Task A: Duplicate the stretch of the lm_sensors beeping thread from "Same issue here." through "be amd64 specific.".
Task B: For each statement, say yes or no according to the lm_sensors beeping thread, and quote the words that decide it: (i) Decibels's friend, running the same kernel on an x86 build, was not having the issue. (ii) After upgrading lm_sensors, Decibels replaced the sensors.conf file. (iii) if0720 found version 2.9.0 of lm_sensors in the portage tree.

Provided passage:
+++++
Has anybody an idea how to stop that beep ?

----------

## Decibels

Same issue here. I have the same Gigabyte MB also.  Using 2.6.15-gentoo-r1, but

have friend using the same kernel he just put in, but for x86 system build on same board.

He isn't having the issue, so might be amd64 specific. 

This happened to me, just today after upgrading from 2.6.11-gentoo-r5 kernel.

Going to test his kernel out and see this weekend.

----------

## Decibels

Okay, check with a friend that has same board and I had lm_sensors-2.9.0, he had 2.9.2.

So upgraded and added lm_sensors back to default and rebooted. Not beeping now.

I even left the sensors.conf file alone. 

Didn't check just recompiling the 2.9.0 version. So this worked, but just recompiling might work

also.

----------

## if0720

I'm using version 2.9.2 of lm_sensors. Just recompiling didnt't fix the problem for me.

So I tried to downgrade lm_sensors to 2.9.0 (the version you use) but that version isn't in my portage tree any more. 

I tried with version 2.9.1 (had to fix that ebuild because it was checking for a kernel_config that doesn't exist anymore). I was able to compile it but my MB ist still beeping. It also beeps with the original sensors.conf and i did a sensor-detect and module loading before starting lm_sensor service.

Can you please tell me where to get 2.9.0 ebuild of lm_sensors ?
+++++
Dataset excerpt:
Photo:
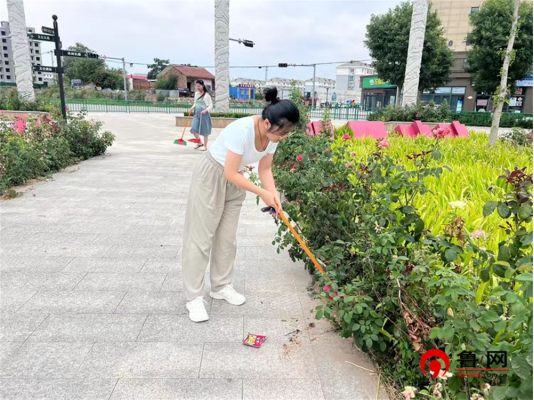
+++++
Finished answer A:
Same issue here. I have the same Gigabyte MB also.  Using 2.6.15-gentoo-r1, but

have friend using the same kernel he just put in, but for x86 system build on same board.

He isn't having the issue, so might be amd64 specific.

Finished answer B:
(i) Yes: "He isn't having the issue, so might be amd64 specific."
(ii) No: "I even left the sensors.conf file alone."
(iii) No: "but that version isn't in my portage tree any more."